-------- PAGE TEXT --------
On Sunday, the impossible finally came to pass. Joe Biden, after swearing that only the Lord Almighty himself could compel him to step down from the 2024 presidential race, suddenly revealed that he was finished. The announcement, which only came in the form of a social media post, caught his own staffers by complete surprise. Even those working in the White House only came to learn of his decision on X.
To say that this is an unprecedented situation risks underselling the uniqueness of the current moment. Not only are we in very strange territory electorally (given the announcement’s proximity to the party convention), but there is also a sense that something has gone seriously wrong with the political system itself.
-------- DATA EXCERPTS --------
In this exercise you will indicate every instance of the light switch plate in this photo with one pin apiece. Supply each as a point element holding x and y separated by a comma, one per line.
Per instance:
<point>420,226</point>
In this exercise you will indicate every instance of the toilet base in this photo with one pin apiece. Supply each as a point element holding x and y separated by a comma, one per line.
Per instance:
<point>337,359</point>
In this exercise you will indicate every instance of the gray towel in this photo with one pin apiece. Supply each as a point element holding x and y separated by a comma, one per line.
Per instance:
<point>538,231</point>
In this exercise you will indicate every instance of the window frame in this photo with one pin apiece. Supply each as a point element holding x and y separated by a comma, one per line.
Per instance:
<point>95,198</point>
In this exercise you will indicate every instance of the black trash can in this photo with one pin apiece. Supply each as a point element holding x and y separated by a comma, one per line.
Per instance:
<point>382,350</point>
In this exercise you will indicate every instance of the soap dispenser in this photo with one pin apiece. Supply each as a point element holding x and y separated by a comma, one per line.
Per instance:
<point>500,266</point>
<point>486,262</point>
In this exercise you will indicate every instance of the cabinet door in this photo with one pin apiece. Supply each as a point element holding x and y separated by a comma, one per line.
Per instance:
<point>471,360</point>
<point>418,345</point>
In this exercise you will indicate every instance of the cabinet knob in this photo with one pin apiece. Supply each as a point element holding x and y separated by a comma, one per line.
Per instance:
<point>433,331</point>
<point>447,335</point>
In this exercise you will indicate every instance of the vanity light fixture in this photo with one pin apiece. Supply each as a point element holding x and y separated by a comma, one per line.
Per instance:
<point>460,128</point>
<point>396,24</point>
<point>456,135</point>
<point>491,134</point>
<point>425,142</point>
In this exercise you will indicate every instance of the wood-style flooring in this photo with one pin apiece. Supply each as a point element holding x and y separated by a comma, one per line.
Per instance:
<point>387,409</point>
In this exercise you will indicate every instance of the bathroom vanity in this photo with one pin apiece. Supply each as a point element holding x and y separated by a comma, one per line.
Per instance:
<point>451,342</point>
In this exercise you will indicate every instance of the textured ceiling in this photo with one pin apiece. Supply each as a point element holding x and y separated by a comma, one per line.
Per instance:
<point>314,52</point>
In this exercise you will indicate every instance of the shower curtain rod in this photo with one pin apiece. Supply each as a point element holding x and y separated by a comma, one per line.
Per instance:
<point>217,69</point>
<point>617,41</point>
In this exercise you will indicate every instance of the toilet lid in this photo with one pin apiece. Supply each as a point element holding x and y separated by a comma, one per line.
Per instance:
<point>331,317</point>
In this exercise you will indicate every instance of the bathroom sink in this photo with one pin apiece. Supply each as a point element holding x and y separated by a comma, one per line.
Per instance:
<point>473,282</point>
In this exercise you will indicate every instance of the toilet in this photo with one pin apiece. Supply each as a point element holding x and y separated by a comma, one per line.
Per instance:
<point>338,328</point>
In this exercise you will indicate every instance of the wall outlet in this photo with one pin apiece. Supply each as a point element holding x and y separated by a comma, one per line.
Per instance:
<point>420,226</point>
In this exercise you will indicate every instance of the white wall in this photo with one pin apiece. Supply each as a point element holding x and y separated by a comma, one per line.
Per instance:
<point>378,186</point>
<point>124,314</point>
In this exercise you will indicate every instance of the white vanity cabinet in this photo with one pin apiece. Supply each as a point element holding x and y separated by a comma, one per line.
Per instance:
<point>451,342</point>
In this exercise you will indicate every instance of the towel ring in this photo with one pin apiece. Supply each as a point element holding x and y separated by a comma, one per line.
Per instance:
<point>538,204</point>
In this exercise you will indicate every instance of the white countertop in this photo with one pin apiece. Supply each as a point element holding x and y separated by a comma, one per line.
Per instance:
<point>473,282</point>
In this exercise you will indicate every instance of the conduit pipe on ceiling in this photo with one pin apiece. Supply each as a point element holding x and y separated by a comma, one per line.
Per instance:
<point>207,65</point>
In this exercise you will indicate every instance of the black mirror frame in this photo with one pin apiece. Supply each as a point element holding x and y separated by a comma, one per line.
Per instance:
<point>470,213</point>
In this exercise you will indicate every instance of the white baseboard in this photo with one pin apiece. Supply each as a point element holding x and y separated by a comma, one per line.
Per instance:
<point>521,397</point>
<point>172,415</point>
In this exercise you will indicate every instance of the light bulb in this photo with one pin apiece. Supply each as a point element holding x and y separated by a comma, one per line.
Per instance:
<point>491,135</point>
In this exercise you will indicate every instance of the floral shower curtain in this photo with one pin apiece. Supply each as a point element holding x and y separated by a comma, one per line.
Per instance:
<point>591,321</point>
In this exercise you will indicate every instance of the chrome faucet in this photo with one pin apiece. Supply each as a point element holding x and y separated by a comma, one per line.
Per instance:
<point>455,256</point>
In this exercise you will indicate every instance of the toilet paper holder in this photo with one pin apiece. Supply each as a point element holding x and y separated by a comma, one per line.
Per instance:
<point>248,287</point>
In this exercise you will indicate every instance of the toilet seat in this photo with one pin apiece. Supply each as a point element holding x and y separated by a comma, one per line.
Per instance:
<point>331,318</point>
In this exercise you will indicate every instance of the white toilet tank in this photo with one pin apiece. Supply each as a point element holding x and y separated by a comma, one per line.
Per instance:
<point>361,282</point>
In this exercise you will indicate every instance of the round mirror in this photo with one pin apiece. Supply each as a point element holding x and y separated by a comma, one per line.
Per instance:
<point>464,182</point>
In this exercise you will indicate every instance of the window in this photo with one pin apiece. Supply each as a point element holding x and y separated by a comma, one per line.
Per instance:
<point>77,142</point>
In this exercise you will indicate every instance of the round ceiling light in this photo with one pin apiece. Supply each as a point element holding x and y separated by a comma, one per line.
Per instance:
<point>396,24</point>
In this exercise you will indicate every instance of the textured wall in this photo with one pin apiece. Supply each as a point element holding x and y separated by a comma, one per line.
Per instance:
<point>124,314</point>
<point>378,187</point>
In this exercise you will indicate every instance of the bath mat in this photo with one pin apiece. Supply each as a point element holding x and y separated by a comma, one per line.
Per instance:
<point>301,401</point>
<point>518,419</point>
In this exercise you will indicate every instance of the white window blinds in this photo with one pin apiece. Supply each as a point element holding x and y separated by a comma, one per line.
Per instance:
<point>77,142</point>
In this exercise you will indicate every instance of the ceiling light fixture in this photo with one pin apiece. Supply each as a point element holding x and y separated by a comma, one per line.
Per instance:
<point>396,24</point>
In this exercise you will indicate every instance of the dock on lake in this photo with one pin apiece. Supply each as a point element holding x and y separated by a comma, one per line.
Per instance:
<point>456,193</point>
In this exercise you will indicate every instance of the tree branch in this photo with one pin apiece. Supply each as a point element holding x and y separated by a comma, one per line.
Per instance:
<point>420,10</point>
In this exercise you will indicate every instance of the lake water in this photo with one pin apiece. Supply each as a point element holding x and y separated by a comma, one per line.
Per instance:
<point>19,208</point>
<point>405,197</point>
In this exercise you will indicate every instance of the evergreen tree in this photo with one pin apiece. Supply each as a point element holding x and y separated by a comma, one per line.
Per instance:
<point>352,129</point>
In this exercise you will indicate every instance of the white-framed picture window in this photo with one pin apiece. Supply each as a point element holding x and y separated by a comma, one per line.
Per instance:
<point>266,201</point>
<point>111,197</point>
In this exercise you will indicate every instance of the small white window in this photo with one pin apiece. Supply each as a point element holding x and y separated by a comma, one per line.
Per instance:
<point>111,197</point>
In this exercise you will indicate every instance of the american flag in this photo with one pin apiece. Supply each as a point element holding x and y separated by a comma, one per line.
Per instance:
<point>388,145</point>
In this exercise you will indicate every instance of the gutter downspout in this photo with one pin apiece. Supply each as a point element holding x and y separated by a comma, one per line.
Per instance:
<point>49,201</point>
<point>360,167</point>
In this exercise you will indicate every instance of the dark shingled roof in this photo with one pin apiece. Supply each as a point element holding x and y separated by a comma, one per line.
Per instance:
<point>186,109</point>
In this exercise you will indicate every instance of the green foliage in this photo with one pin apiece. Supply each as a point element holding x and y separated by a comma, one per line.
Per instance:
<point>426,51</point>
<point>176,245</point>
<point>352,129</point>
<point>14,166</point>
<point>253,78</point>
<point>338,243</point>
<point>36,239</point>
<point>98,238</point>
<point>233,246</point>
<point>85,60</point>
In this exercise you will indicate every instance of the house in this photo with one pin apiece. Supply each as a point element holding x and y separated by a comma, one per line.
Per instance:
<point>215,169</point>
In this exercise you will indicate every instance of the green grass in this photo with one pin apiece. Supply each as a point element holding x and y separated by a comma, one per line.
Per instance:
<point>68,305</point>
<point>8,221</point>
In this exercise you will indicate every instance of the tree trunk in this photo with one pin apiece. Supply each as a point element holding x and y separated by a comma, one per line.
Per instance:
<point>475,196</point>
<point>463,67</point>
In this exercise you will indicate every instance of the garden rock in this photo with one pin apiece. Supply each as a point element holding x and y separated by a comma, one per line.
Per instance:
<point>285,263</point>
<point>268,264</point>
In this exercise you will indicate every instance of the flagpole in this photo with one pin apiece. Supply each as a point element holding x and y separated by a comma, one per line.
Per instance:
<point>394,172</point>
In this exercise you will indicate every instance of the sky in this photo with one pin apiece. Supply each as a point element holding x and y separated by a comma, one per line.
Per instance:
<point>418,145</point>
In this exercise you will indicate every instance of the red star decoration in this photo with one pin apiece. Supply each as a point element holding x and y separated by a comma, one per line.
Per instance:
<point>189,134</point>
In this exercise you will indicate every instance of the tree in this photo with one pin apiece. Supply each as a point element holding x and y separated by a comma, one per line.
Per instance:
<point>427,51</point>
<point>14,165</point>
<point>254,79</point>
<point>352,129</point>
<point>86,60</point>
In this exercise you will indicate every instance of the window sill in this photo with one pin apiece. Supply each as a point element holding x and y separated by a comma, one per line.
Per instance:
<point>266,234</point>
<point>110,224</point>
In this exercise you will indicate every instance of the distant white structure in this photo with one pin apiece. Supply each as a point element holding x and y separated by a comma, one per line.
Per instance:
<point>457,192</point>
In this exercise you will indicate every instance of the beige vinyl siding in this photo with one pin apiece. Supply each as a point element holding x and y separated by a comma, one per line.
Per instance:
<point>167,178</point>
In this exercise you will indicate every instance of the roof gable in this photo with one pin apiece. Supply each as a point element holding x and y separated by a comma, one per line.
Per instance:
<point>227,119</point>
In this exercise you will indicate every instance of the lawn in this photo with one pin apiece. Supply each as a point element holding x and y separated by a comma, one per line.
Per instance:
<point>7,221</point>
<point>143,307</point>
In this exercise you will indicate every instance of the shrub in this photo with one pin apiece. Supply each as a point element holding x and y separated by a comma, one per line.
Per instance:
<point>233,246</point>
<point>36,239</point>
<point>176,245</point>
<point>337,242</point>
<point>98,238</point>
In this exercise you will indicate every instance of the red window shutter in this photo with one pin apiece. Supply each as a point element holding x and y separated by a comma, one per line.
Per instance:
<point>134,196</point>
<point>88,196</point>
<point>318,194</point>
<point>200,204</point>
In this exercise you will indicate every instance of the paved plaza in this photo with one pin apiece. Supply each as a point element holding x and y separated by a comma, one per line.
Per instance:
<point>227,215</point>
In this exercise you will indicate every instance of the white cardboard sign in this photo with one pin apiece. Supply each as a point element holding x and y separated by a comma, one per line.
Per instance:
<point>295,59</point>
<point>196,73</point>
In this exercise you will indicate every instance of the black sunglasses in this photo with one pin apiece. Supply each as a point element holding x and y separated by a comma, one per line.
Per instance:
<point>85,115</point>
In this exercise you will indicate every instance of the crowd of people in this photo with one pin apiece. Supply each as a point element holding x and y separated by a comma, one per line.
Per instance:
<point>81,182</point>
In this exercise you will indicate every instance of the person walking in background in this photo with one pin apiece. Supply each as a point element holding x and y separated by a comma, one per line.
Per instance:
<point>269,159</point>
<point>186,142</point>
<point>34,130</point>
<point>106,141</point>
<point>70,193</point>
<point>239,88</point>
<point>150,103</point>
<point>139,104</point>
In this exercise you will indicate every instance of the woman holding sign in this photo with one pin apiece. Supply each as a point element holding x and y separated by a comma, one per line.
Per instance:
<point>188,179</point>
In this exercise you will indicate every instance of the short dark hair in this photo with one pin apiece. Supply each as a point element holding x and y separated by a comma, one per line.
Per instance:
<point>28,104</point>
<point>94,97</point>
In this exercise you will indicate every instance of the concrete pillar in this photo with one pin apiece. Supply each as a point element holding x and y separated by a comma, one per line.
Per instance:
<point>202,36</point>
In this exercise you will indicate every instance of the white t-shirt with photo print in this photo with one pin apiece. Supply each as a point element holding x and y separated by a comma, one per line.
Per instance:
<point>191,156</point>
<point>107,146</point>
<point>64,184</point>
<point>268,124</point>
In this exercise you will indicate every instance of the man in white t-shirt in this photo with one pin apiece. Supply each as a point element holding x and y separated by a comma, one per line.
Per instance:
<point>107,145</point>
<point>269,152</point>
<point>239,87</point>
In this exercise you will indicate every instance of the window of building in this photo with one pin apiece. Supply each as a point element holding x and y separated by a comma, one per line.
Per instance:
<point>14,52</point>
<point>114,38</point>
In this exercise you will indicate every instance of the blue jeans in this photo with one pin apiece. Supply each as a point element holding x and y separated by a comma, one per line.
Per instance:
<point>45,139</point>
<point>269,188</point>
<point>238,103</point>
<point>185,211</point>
--------
• WRITTEN TASK
In the passage on Biden leaving the 2024 race, where did people working in the White House learn of his decision?

• FULL OUTPUT
On X.